## Start

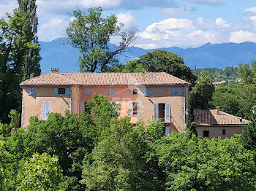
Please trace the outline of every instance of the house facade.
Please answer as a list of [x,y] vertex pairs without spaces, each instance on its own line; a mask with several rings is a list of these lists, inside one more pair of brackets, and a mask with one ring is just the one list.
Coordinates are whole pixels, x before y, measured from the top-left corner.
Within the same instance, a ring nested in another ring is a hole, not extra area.
[[225,139],[240,134],[249,123],[248,120],[220,111],[219,106],[216,109],[195,109],[194,114],[197,134],[209,139]]
[[190,84],[161,73],[50,73],[22,83],[22,126],[31,116],[45,120],[49,112],[80,114],[94,93],[118,105],[118,116],[129,115],[135,126],[160,118],[165,134],[184,132]]

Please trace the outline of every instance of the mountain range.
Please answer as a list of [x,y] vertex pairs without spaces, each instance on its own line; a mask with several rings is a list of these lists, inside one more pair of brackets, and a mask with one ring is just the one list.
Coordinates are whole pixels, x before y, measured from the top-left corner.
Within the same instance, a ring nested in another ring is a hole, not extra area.
[[[62,44],[64,38],[59,38],[51,42],[40,42],[42,74],[50,71],[51,68],[59,68],[60,72],[78,72],[78,61],[80,53],[78,49],[70,44]],[[110,44],[113,47],[116,45]],[[173,52],[184,58],[185,64],[194,68],[218,68],[238,66],[240,63],[251,63],[256,60],[256,44],[246,42],[240,44],[207,43],[195,48],[180,48],[172,47],[161,48]],[[138,47],[129,47],[122,55],[117,56],[120,63],[126,63],[140,58],[142,55],[153,51]]]

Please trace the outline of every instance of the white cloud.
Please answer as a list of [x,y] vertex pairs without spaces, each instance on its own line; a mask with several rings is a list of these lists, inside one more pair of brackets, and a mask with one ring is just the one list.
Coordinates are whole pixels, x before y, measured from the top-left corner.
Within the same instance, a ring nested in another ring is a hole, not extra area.
[[169,17],[187,16],[193,11],[195,11],[195,7],[169,7],[163,9],[162,14]]
[[116,15],[118,23],[123,23],[124,28],[129,28],[136,25],[135,17],[130,12],[119,13]]
[[104,9],[132,9],[145,7],[176,7],[175,0],[37,0],[39,12],[55,12],[66,14],[77,8],[102,7]]
[[147,44],[154,44],[157,47],[187,47],[227,42],[231,31],[231,25],[222,18],[190,20],[170,17],[149,25],[139,34],[135,46],[148,48]]
[[4,17],[6,12],[12,12],[18,8],[17,1],[15,0],[1,1],[0,0],[0,17]]
[[230,42],[241,43],[247,41],[256,43],[256,33],[245,31],[243,30],[231,33]]
[[42,24],[39,28],[38,36],[40,41],[49,42],[56,38],[65,36],[65,28],[67,26],[66,20],[59,17],[50,18],[48,23]]
[[195,4],[206,4],[211,5],[220,5],[225,2],[225,0],[187,0]]

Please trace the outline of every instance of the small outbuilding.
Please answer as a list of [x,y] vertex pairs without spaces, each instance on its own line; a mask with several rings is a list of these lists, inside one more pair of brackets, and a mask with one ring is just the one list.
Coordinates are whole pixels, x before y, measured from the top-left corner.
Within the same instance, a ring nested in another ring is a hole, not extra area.
[[219,106],[216,109],[195,109],[195,122],[199,136],[209,139],[233,136],[242,133],[249,121],[234,115],[221,112]]

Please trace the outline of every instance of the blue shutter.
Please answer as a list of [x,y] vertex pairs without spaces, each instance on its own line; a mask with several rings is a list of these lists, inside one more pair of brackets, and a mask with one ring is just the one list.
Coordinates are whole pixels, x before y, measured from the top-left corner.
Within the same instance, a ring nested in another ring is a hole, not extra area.
[[54,94],[58,94],[58,88],[57,88],[57,87],[55,87],[55,88],[54,88],[53,93],[54,93]]
[[129,115],[132,115],[132,101],[129,101]]
[[151,95],[151,88],[145,88],[144,89],[144,94],[146,96],[150,96]]
[[29,87],[29,94],[32,94],[32,87]]
[[165,122],[170,122],[170,104],[165,104]]
[[65,94],[67,94],[67,95],[70,94],[70,88],[69,87],[65,88]]
[[32,94],[36,94],[36,87],[32,87]]
[[158,104],[154,104],[154,120],[157,121],[158,119]]

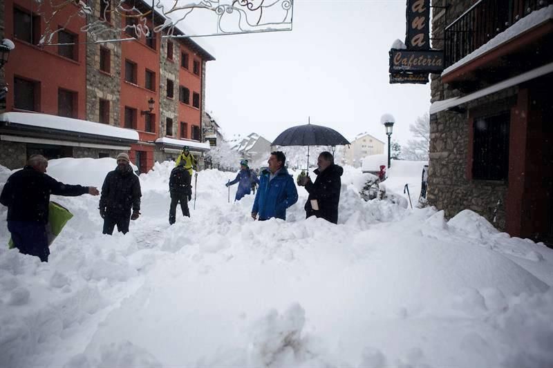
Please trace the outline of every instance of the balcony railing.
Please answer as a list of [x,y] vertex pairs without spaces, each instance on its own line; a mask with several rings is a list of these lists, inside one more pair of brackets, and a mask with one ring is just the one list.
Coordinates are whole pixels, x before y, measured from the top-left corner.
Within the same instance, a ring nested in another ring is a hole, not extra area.
[[553,0],[480,0],[445,28],[446,66]]

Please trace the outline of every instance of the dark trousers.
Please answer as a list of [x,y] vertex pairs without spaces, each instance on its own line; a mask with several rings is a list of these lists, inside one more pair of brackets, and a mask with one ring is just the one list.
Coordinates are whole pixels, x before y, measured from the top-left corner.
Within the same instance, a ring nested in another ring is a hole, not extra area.
[[126,234],[129,232],[129,224],[131,223],[131,213],[124,215],[109,215],[104,216],[104,229],[102,234],[113,233],[113,229],[117,225],[117,231]]
[[36,255],[42,262],[48,262],[50,249],[48,247],[46,226],[40,222],[8,221],[8,230],[19,253]]
[[177,204],[180,204],[182,215],[190,217],[188,209],[188,195],[186,194],[171,194],[171,206],[169,208],[169,223],[171,225],[176,221]]

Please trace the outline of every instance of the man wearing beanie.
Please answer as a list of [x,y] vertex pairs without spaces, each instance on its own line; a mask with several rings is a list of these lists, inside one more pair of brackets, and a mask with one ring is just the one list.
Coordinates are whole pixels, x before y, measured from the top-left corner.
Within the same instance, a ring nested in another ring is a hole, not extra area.
[[236,178],[225,185],[229,186],[236,183],[238,183],[238,184],[236,195],[234,197],[235,201],[239,201],[244,195],[252,193],[252,184],[259,184],[259,180],[257,179],[257,176],[250,170],[247,159],[243,159],[240,162],[240,171],[236,175]]
[[130,220],[140,215],[140,197],[138,177],[133,172],[129,155],[121,153],[117,156],[117,167],[108,173],[102,186],[100,215],[104,219],[102,233],[111,235],[115,225],[118,231],[128,233]]

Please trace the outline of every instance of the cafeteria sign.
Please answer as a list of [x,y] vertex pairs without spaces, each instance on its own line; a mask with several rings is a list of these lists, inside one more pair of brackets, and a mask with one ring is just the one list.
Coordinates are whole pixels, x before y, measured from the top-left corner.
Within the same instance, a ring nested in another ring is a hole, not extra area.
[[390,50],[390,83],[428,83],[444,70],[444,52],[430,48],[430,0],[407,0],[404,49]]

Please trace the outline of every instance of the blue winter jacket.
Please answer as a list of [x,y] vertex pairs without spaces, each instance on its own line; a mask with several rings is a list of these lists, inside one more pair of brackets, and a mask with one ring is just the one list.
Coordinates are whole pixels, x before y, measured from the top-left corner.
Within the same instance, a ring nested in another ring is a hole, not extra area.
[[244,195],[252,193],[252,184],[259,184],[259,180],[251,170],[241,170],[238,171],[236,178],[229,182],[228,185],[234,185],[236,183],[238,184],[234,200],[239,201]]
[[271,217],[286,220],[286,209],[298,200],[296,184],[285,168],[282,168],[270,182],[270,175],[269,170],[261,171],[252,212],[258,213],[261,220]]

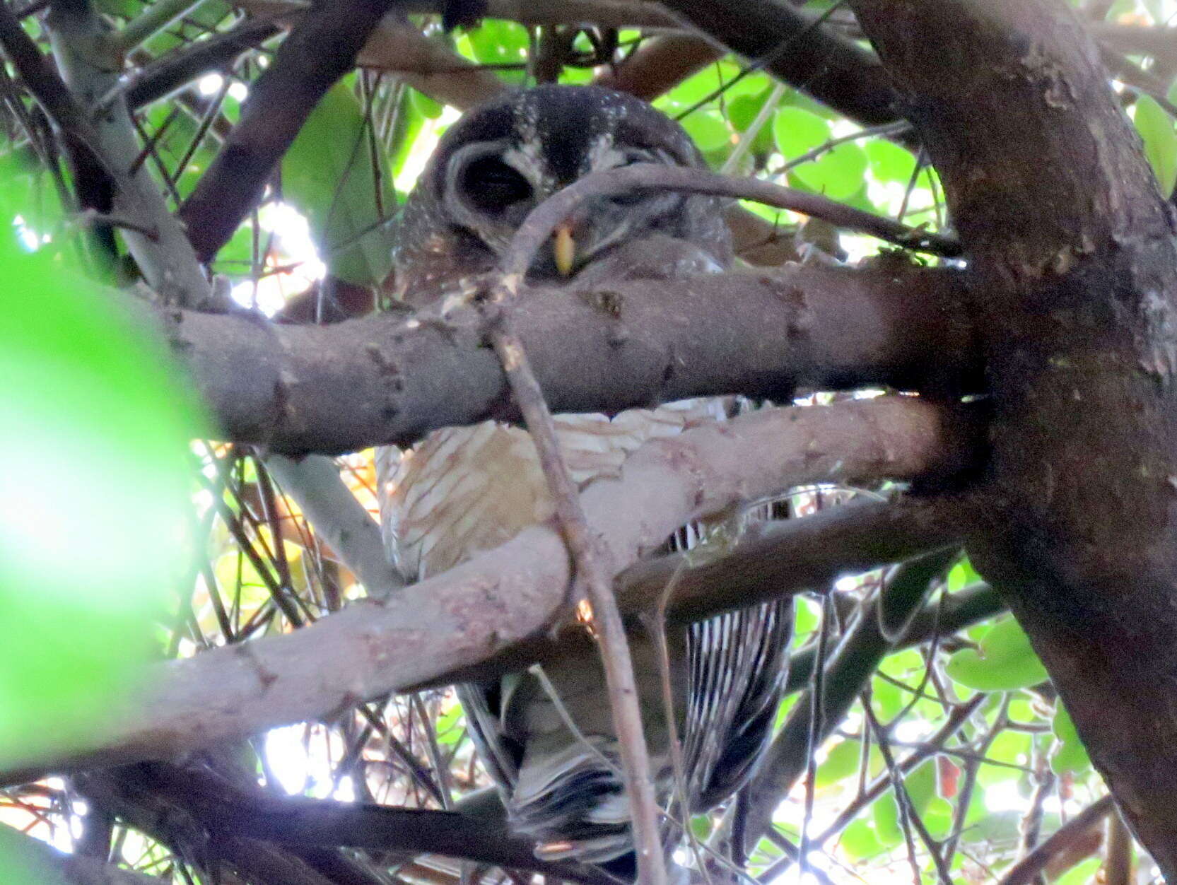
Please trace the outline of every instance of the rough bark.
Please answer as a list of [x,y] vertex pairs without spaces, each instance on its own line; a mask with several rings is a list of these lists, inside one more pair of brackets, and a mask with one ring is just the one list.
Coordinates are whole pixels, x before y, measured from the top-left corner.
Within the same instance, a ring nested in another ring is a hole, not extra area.
[[[684,523],[749,498],[813,481],[951,473],[972,459],[972,435],[959,415],[918,398],[767,408],[650,442],[619,478],[597,480],[580,498],[620,570]],[[47,767],[174,758],[452,679],[560,617],[568,580],[554,526],[532,526],[383,605],[159,665],[133,694],[111,699],[108,718],[82,743],[31,748],[0,783]]]
[[[514,322],[556,412],[619,411],[798,385],[977,380],[962,277],[918,268],[797,267],[771,277],[636,281],[584,295],[520,295]],[[334,326],[162,314],[217,433],[273,451],[411,444],[437,427],[517,414],[473,311]]]
[[855,0],[944,180],[993,395],[971,543],[1177,881],[1173,224],[1062,0]]

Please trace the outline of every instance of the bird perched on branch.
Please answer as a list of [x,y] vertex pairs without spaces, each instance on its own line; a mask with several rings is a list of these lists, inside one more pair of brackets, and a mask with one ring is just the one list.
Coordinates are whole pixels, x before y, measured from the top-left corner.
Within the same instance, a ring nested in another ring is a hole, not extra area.
[[[441,139],[398,222],[400,297],[425,305],[494,271],[527,213],[592,172],[633,162],[701,166],[680,126],[632,97],[541,86],[467,113]],[[718,272],[732,261],[713,198],[640,192],[587,201],[561,225],[528,280],[573,291],[636,278]],[[646,440],[724,420],[730,399],[690,400],[605,415],[558,415],[573,478],[616,474]],[[518,427],[484,422],[431,433],[414,450],[378,455],[381,521],[410,578],[443,572],[548,519],[552,500],[534,445]],[[669,625],[669,653],[636,627],[636,661],[659,799],[685,800],[674,820],[730,798],[770,737],[787,665],[787,601],[692,625]],[[681,740],[674,784],[661,674]],[[511,825],[550,859],[612,861],[632,852],[629,804],[603,668],[591,643],[543,673],[460,690],[467,723]],[[571,719],[571,721],[570,721]],[[680,787],[680,788],[676,788]],[[623,861],[624,863],[624,861]]]

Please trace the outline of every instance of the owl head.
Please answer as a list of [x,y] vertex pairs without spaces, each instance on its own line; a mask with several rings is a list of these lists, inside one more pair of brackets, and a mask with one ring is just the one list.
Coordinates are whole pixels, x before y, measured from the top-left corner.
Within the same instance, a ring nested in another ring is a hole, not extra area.
[[[634,162],[703,167],[681,126],[610,89],[539,86],[470,111],[441,138],[405,205],[394,253],[399,286],[437,291],[446,278],[497,267],[524,218],[547,197]],[[586,201],[563,237],[571,248],[559,257],[554,242],[541,249],[532,281],[576,278],[651,237],[690,244],[717,265],[726,265],[731,249],[719,202],[674,192]]]

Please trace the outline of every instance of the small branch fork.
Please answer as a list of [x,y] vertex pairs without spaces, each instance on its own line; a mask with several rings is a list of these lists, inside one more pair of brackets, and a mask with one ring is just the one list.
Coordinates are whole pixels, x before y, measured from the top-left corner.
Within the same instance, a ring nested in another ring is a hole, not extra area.
[[594,630],[605,668],[613,727],[630,797],[638,881],[641,885],[665,885],[666,867],[659,838],[658,800],[650,772],[650,753],[641,725],[633,660],[613,594],[616,570],[612,568],[610,552],[593,535],[585,519],[578,490],[560,454],[551,411],[527,360],[523,341],[512,328],[510,310],[510,302],[518,295],[536,253],[552,235],[556,226],[577,206],[594,197],[652,188],[758,200],[940,255],[959,254],[959,244],[950,238],[925,234],[890,219],[787,187],[657,164],[637,164],[581,179],[538,206],[514,235],[503,262],[501,277],[490,293],[490,340],[536,442],[540,467],[556,503],[557,523],[572,557],[573,599],[579,603],[586,597],[591,606],[588,623]]

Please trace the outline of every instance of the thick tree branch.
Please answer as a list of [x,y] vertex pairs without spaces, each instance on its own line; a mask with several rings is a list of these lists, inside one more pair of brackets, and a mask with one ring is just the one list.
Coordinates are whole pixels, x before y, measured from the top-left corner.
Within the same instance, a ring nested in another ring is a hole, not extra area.
[[995,495],[970,552],[1177,879],[1177,248],[1063,0],[852,0],[986,281]]
[[[973,444],[960,414],[918,398],[770,408],[647,444],[618,479],[598,480],[580,498],[623,568],[679,525],[739,500],[803,483],[952,472]],[[563,539],[550,525],[532,526],[384,605],[159,665],[131,697],[112,699],[109,718],[81,744],[31,751],[0,781],[171,758],[435,680],[545,628],[564,610],[568,580]]]
[[[976,391],[964,281],[947,271],[792,267],[524,292],[512,311],[557,412],[717,393],[784,401],[799,385],[926,390],[937,377]],[[162,320],[218,433],[233,441],[338,453],[518,418],[474,311],[324,327],[179,311]]]

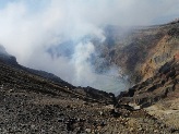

## End

Locate each line in the entries above that contains the string "small", and copy those lines out. Case counts.

Result of this exercise →
Please trace the outline of every instance of the small outbuilding.
Please trace the outline of every instance of the small branch fork.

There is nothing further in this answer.